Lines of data

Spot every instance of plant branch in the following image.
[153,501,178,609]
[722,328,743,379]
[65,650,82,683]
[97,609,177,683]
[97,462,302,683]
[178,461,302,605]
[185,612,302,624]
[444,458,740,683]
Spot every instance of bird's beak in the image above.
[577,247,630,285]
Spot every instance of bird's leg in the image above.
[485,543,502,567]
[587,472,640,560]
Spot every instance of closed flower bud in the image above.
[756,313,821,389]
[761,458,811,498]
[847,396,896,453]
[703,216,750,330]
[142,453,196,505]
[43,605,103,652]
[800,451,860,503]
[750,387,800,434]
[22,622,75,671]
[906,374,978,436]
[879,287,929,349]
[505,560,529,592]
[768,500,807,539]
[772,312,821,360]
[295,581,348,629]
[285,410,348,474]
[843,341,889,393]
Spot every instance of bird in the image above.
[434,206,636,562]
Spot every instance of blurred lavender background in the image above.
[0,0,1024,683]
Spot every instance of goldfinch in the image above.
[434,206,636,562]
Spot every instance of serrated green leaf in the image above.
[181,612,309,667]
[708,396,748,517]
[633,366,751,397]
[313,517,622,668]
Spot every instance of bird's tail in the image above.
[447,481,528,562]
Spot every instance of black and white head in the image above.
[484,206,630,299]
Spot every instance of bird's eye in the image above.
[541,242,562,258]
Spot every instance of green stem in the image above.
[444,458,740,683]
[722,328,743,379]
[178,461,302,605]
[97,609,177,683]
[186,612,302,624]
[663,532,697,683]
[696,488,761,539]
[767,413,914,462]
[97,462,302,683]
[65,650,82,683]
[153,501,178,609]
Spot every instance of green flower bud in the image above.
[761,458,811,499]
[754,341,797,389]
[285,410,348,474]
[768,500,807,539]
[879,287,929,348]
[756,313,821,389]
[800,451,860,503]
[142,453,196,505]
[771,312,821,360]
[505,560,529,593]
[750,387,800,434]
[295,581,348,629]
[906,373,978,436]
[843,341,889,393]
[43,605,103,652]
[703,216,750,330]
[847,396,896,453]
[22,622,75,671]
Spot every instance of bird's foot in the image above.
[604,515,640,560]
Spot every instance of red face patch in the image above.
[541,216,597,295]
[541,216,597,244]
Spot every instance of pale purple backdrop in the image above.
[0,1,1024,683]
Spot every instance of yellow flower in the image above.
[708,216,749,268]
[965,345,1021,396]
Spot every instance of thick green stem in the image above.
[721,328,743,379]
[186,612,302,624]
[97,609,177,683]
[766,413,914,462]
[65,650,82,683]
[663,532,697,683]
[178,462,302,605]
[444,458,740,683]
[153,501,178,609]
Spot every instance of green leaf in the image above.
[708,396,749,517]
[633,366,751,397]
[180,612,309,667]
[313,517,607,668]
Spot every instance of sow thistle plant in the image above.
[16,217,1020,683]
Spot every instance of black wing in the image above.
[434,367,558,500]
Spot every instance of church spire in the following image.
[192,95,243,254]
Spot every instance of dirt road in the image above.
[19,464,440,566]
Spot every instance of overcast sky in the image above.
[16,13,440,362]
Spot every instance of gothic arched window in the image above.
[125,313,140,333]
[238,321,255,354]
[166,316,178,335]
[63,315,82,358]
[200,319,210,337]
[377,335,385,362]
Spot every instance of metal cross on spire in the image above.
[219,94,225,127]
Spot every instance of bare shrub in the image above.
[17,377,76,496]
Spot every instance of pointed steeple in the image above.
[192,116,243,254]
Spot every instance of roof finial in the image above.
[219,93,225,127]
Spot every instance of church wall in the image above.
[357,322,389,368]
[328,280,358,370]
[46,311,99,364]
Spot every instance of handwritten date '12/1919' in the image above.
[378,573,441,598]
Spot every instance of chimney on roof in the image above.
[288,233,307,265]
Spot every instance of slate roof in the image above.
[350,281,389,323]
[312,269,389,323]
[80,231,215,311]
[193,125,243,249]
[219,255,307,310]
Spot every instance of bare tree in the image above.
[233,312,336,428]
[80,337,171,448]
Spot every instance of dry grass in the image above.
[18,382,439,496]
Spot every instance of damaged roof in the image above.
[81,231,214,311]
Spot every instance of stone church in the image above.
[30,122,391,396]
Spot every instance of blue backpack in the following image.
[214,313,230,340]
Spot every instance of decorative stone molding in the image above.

§ **The exercise**
Write out all the records again, replacing each "Spot" with "Locate" and changing nothing else.

§ **Response**
Locate every instance of plant branch in the following image.
[153,501,178,609]
[722,328,743,379]
[65,650,82,683]
[97,609,177,683]
[97,462,302,683]
[178,461,302,605]
[185,612,302,624]
[444,458,740,683]
Locate every instance of bird's beak in the image above.
[577,247,630,285]
Locate every instance of bird's leg in the image above.
[485,543,502,567]
[587,472,640,560]
Locate every instance of closed flower bud in the image above.
[756,313,821,389]
[761,458,811,498]
[847,396,896,453]
[703,216,750,330]
[142,453,196,505]
[43,605,103,652]
[800,451,860,503]
[750,387,800,434]
[22,622,75,671]
[906,374,978,436]
[879,287,929,349]
[505,560,529,592]
[768,500,807,539]
[772,312,821,360]
[295,581,348,629]
[285,410,348,474]
[843,341,889,393]
Locate every instance of bird in the image above.
[434,206,636,562]
Locate every instance of blurred lavender background in the image above.
[0,0,1024,683]
Locate every instance of goldfinch in the image above.
[434,206,636,562]
Locate every instance of serrated green leaf in the image above.
[181,612,309,667]
[708,396,748,517]
[633,366,751,397]
[313,517,622,668]
Locate every instance of bird's tail in the image above.
[447,481,528,562]
Locate every instance of black and white head in the image above.
[484,206,630,299]
Locate every instance of bird's eye in the image above.
[541,242,562,258]
Locate every instance of green stem in the image above.
[444,458,740,683]
[722,328,743,379]
[178,461,302,605]
[97,609,177,683]
[186,612,302,624]
[663,532,697,683]
[696,488,761,539]
[767,413,914,462]
[97,462,302,683]
[65,650,82,683]
[153,501,178,609]
Locate every instance of green flower bud in the image above.
[761,458,811,499]
[754,341,797,389]
[285,410,348,474]
[768,500,807,539]
[879,287,929,348]
[756,313,821,389]
[800,451,860,503]
[142,453,196,505]
[771,312,821,360]
[505,560,529,593]
[750,387,800,434]
[295,581,348,629]
[906,373,978,436]
[843,341,889,393]
[43,605,103,652]
[703,216,750,330]
[847,396,896,453]
[22,622,75,671]
Locate every instance of bird's foot in the image above.
[604,515,640,560]
Locate every instance of red face patch in the image above.
[541,216,597,295]
[541,216,597,244]
Locate every instance of pale purple backdrop in the image above.
[0,1,1024,683]
Locate every instance of yellow flower in the image above.
[708,216,749,268]
[965,345,1021,396]
Locate every instance of thick green stem in the image above.
[721,328,743,379]
[186,612,302,624]
[97,609,177,683]
[766,413,914,462]
[65,650,82,683]
[663,532,697,683]
[178,462,302,605]
[444,458,740,683]
[153,501,178,609]
Locate every instance of green leaf in the image above.
[708,396,749,517]
[633,366,751,397]
[180,612,309,667]
[313,517,607,668]
Locate every instance of sow thistle plant in the image above.
[16,217,1020,683]
Locate every instance of black wing in the image above.
[434,367,558,500]
Locate every instance of church spire in the following image.
[192,95,243,254]
Locate every instance of dirt road in the image above.
[19,464,440,566]
Locate every instance of overcast sky in the image above.
[16,13,440,362]
Locate every instance of gothic arched window in the image above.
[125,313,140,333]
[238,321,255,354]
[166,316,178,335]
[63,315,82,358]
[200,319,210,337]
[377,335,385,362]
Locate every instance of metal cross on spire in the image above.
[219,94,225,127]
Locate every instance of bare shrub in the image above.
[17,377,76,496]
Locate every instance of pointed steeple in the image above.
[192,116,243,254]
Locate every instance of roof finial in the image above.
[219,93,225,127]
Locate every instance of church wall in the image above.
[357,322,389,368]
[328,280,358,370]
[46,311,99,364]
Locate every instance of handwritten date '12/1919' in the image above.
[378,573,441,598]
Locate every instance of chimney on roof in the image above.
[288,233,307,265]
Locate every instance of slate roof in the image above.
[350,281,389,323]
[312,269,389,323]
[80,231,215,311]
[193,125,243,249]
[219,255,307,310]
Locate every instance of bare tree in the image above.
[233,312,336,428]
[80,337,171,448]
Locate every instance of dry grass in the image above.
[18,382,439,496]
Locate every instance of damaged roof in the image above.
[81,231,214,311]
Locate every instance of stone church in the image above.
[30,122,391,396]
Locate every instance of blue backpack in the following image.
[214,313,230,340]
Locate every instance of decorative stone molding in the image above.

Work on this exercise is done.